● AIM OF THE EXERCISE
Convert the data below into a Markdown table with two columns, Row and Line. Put each nonblank line in its own row, numbered in order, and omit blank lines.

● DATASET CONTENT
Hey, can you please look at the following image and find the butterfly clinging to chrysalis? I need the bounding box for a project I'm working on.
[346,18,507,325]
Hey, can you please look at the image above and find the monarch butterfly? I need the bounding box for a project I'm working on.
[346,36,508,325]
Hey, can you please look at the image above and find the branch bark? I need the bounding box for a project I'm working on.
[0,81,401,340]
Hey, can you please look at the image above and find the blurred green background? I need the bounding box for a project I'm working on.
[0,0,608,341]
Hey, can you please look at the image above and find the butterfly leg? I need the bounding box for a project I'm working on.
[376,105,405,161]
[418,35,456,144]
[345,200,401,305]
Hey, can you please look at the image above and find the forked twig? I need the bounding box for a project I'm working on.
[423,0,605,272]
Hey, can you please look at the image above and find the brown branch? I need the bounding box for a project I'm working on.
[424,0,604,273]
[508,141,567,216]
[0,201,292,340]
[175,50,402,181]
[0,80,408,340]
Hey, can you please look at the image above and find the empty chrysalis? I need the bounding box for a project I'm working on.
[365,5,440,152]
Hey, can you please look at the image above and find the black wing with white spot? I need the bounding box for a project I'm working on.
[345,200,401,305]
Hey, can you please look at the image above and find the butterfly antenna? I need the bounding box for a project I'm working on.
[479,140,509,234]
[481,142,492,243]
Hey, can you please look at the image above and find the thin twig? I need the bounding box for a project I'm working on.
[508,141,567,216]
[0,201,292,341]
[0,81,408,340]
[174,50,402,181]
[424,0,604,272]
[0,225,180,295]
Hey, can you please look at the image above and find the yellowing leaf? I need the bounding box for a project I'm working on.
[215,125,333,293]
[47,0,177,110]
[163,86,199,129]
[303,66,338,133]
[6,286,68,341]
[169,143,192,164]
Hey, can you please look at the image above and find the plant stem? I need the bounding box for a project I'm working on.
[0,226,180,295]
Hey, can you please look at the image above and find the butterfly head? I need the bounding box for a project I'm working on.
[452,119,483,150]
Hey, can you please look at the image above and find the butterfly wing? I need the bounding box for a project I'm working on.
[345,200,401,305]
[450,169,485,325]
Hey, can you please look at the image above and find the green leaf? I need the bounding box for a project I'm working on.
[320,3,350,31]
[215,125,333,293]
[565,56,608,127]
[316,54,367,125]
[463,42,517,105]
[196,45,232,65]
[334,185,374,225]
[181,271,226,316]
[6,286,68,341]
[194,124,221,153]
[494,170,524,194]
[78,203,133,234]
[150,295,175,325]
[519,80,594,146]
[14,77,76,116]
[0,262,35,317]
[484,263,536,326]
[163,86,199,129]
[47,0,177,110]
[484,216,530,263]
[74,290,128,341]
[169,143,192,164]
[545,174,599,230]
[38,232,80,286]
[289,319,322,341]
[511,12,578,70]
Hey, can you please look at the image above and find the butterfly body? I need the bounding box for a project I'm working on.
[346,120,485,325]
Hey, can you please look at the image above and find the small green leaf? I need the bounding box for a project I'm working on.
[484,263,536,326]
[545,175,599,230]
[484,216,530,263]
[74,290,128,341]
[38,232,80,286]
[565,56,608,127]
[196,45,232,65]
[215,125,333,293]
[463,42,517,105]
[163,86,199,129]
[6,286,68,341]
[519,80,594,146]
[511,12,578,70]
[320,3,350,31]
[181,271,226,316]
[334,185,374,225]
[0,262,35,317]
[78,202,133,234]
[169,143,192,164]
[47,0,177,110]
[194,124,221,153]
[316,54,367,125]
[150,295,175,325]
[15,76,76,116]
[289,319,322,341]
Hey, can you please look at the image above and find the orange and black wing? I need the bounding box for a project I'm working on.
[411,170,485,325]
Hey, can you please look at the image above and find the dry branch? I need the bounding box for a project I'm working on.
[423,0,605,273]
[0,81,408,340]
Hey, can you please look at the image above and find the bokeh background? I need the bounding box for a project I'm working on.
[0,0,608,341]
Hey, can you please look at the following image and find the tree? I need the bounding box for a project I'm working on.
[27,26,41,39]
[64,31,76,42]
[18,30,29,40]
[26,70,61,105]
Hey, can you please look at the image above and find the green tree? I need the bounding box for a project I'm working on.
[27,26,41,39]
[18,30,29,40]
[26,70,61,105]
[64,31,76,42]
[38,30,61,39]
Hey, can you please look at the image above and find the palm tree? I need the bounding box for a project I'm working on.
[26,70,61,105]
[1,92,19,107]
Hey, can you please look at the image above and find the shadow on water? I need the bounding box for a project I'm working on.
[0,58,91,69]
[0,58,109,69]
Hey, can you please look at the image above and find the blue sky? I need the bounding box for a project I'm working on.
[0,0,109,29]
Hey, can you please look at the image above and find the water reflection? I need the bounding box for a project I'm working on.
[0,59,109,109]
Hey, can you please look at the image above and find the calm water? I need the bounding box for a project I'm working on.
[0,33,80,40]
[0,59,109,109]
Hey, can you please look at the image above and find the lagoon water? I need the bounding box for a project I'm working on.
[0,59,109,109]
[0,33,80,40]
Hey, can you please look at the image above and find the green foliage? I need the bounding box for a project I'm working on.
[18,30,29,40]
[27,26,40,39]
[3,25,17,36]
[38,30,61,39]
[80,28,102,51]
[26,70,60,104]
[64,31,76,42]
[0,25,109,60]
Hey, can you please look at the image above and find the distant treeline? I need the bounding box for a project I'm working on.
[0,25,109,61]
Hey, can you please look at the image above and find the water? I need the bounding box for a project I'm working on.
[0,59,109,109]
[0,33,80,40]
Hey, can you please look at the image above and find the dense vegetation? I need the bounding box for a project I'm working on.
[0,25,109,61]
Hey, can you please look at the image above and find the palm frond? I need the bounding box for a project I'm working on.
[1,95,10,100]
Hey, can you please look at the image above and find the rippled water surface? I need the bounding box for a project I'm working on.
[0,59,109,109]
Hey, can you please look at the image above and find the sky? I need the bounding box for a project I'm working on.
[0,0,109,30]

● THE ANSWER
| Row | Line |
|---|---|
| 1 | Hey, can you please look at the following image and find the butterfly clinging to chrysalis? I need the bounding box for a project I'm working on. |
| 2 | [346,18,507,325] |
| 3 | Hey, can you please look at the image above and find the monarch butterfly? I need the bounding box for a project I'm working on. |
| 4 | [346,36,508,325] |
| 5 | Hey, can you please look at the image above and find the branch bark? I need the bounding box for a project I'm working on. |
| 6 | [0,81,401,340] |
| 7 | Hey, can you please look at the image above and find the blurred green background? I need the bounding box for a project I'm working on. |
| 8 | [0,0,608,341] |
| 9 | Hey, can you please look at the image above and find the butterfly leg? I need the bounding box for a project I'm working on. |
| 10 | [376,105,405,161] |
| 11 | [418,35,456,144] |
| 12 | [345,200,401,305] |
| 13 | Hey, can you please look at the image above and find the forked twig? I need the bounding box for a project I'm working on. |
| 14 | [423,0,605,272] |
| 15 | Hey, can you please look at the image above and find the brown branch? I need the bounding box for a project I'm working on. |
| 16 | [424,0,604,273] |
| 17 | [508,141,567,216] |
| 18 | [0,201,292,340] |
| 19 | [175,50,402,181] |
| 20 | [0,80,408,340] |
| 21 | Hey, can you please look at the image above and find the empty chrysalis? I need the bounding box for a project I'm working on. |
| 22 | [365,5,440,152] |
| 23 | Hey, can you please look at the image above and find the black wing with white spot? I need the bounding box for a project I'm working on. |
| 24 | [345,200,401,305] |
| 25 | Hey, can you please look at the image above and find the butterfly antenna? I need the bounding box for a project I'm working on. |
| 26 | [479,140,509,234] |
| 27 | [481,142,492,243] |
| 28 | Hey, can you please look at the image above and find the thin twig? I need the bounding box for a project I'm working on. |
| 29 | [508,141,567,216] |
| 30 | [0,201,292,341] |
| 31 | [0,81,408,340] |
| 32 | [174,50,402,181] |
| 33 | [424,0,604,272] |
| 34 | [0,225,180,295] |
| 35 | Hey, can you please look at the image above and find the yellowing leaf? I need the bounding box for a project I'm working on. |
| 36 | [215,125,333,293] |
| 37 | [47,0,177,110] |
| 38 | [163,86,199,129] |
| 39 | [303,66,338,133] |
| 40 | [6,286,68,341] |
| 41 | [169,143,192,164] |
| 42 | Hey, can you please look at the image above and find the plant stem? I need the bounding box for a project I'm working on. |
| 43 | [0,226,180,295] |
| 44 | Hey, can you please look at the image above and find the butterfly head? I need the bounding box for a project I'm working on. |
| 45 | [452,119,483,150] |
| 46 | Hey, can you please look at the image above and find the butterfly wing? I need the bounding box for a project I'm working on. |
| 47 | [345,200,401,305] |
| 48 | [450,169,485,325] |
| 49 | Hey, can you please look at the image above and find the green leaf? I need the bounding box for a project I'm working on. |
| 50 | [320,3,350,31] |
| 51 | [215,125,333,293] |
| 52 | [565,56,608,127] |
| 53 | [316,54,367,125] |
| 54 | [463,42,517,105] |
| 55 | [196,45,232,65] |
| 56 | [334,185,374,225] |
| 57 | [181,271,226,316] |
| 58 | [6,286,68,341] |
| 59 | [194,124,221,153] |
| 60 | [494,170,524,194] |
| 61 | [78,203,133,234] |
| 62 | [150,295,175,325] |
| 63 | [519,80,594,146] |
| 64 | [14,77,76,116] |
| 65 | [0,262,35,317] |
| 66 | [484,263,536,326] |
| 67 | [163,86,199,129] |
| 68 | [47,0,177,110] |
| 69 | [484,216,530,263] |
| 70 | [74,290,128,341] |
| 71 | [169,143,192,164] |
| 72 | [545,174,599,230] |
| 73 | [38,232,80,286] |
| 74 | [289,319,322,341] |
| 75 | [511,12,578,70] |
| 76 | Hey, can you please look at the image above and find the butterfly body? I need the bounding box for a project I'm working on. |
| 77 | [346,120,485,325] |
| 78 | Hey, can you please look at the image above and find the small green leaf? I need the bounding box for a project I'm working on. |
| 79 | [484,263,536,326] |
| 80 | [545,175,599,230] |
| 81 | [484,216,530,263] |
| 82 | [74,290,128,341] |
| 83 | [38,232,80,286] |
| 84 | [565,56,608,127] |
| 85 | [196,45,232,65] |
| 86 | [215,125,333,293] |
| 87 | [463,42,517,105] |
| 88 | [163,86,199,129] |
| 89 | [6,286,68,341] |
| 90 | [519,80,594,146] |
| 91 | [511,12,578,70] |
| 92 | [320,3,350,31] |
| 93 | [181,271,226,316] |
| 94 | [334,185,374,225] |
| 95 | [0,262,35,317] |
| 96 | [78,202,133,234] |
| 97 | [169,143,192,164] |
| 98 | [47,0,177,110] |
| 99 | [194,124,221,153] |
| 100 | [316,54,367,125] |
| 101 | [150,295,175,325] |
| 102 | [15,76,76,116] |
| 103 | [289,319,322,341] |
| 104 | Hey, can you please look at the image above and find the orange and black wing? I need the bounding box for a project I'm working on. |
| 105 | [411,170,485,325] |
| 106 | Hey, can you please look at the image above and find the dry branch? I need the bounding box for a project I'm working on. |
| 107 | [423,0,605,273] |
| 108 | [0,81,408,340] |
| 109 | Hey, can you please look at the image above and find the bokeh background? I need the bounding box for a project I'm working on. |
| 110 | [0,0,608,341] |
| 111 | Hey, can you please look at the following image and find the tree? I need the bounding box for a project I'm working on. |
| 112 | [27,26,41,39] |
| 113 | [64,31,76,42] |
| 114 | [18,30,29,40] |
| 115 | [26,70,61,105] |
| 116 | Hey, can you please look at the image above and find the green tree? I need the bounding box for a project I'm working on. |
| 117 | [27,26,41,39] |
| 118 | [18,30,29,40] |
| 119 | [26,70,61,105] |
| 120 | [64,31,76,42] |
| 121 | [38,30,61,39] |
| 122 | Hey, can you please look at the image above and find the palm tree? I need the bounding box for a project I'm working on. |
| 123 | [26,70,61,105] |
| 124 | [1,92,19,107] |
| 125 | Hey, can you please look at the image above and find the shadow on water? I need the bounding box for a project I'm working on. |
| 126 | [0,58,91,69] |
| 127 | [0,58,109,69] |
| 128 | Hey, can you please look at the image above and find the blue sky? I need the bounding box for a project I'm working on. |
| 129 | [0,0,109,29] |
| 130 | Hey, can you please look at the image above and find the water reflection? I need the bounding box for a project I'm working on. |
| 131 | [0,59,109,109] |
| 132 | Hey, can you please look at the image above and find the calm water? I need the bounding box for a project I'm working on. |
| 133 | [0,33,80,40] |
| 134 | [0,59,109,109] |
| 135 | Hey, can you please look at the image above and find the lagoon water? I need the bounding box for a project I'm working on. |
| 136 | [0,59,109,109] |
| 137 | [0,33,80,40] |
| 138 | Hey, can you please look at the image above and find the green foliage? I need the bounding box for a project I'm working on. |
| 139 | [18,30,29,40] |
| 140 | [27,26,40,39] |
| 141 | [3,25,17,36] |
| 142 | [38,30,61,39] |
| 143 | [80,28,102,51] |
| 144 | [26,70,60,104] |
| 145 | [64,31,76,42] |
| 146 | [0,25,109,60] |
| 147 | Hey, can you please look at the image above and find the distant treeline? I need the bounding box for a project I'm working on. |
| 148 | [0,25,109,61] |
| 149 | Hey, can you please look at the image above and find the water? I need the bounding box for a project I'm working on. |
| 150 | [0,59,109,109] |
| 151 | [0,33,80,40] |
| 152 | Hey, can you please look at the image above and find the dense vegetation? I need the bounding box for a project I'm working on. |
| 153 | [0,25,109,61] |
| 154 | Hey, can you please look at the image above and find the palm frond? I need the bounding box for a project I'm working on. |
| 155 | [1,95,10,100] |
| 156 | Hey, can you please look at the image above and find the rippled water surface? I need the bounding box for a project I'm working on. |
| 157 | [0,59,109,109] |
| 158 | Hey, can you please look at the image above and find the sky? I need the bounding box for a project I'm working on. |
| 159 | [0,0,109,30] |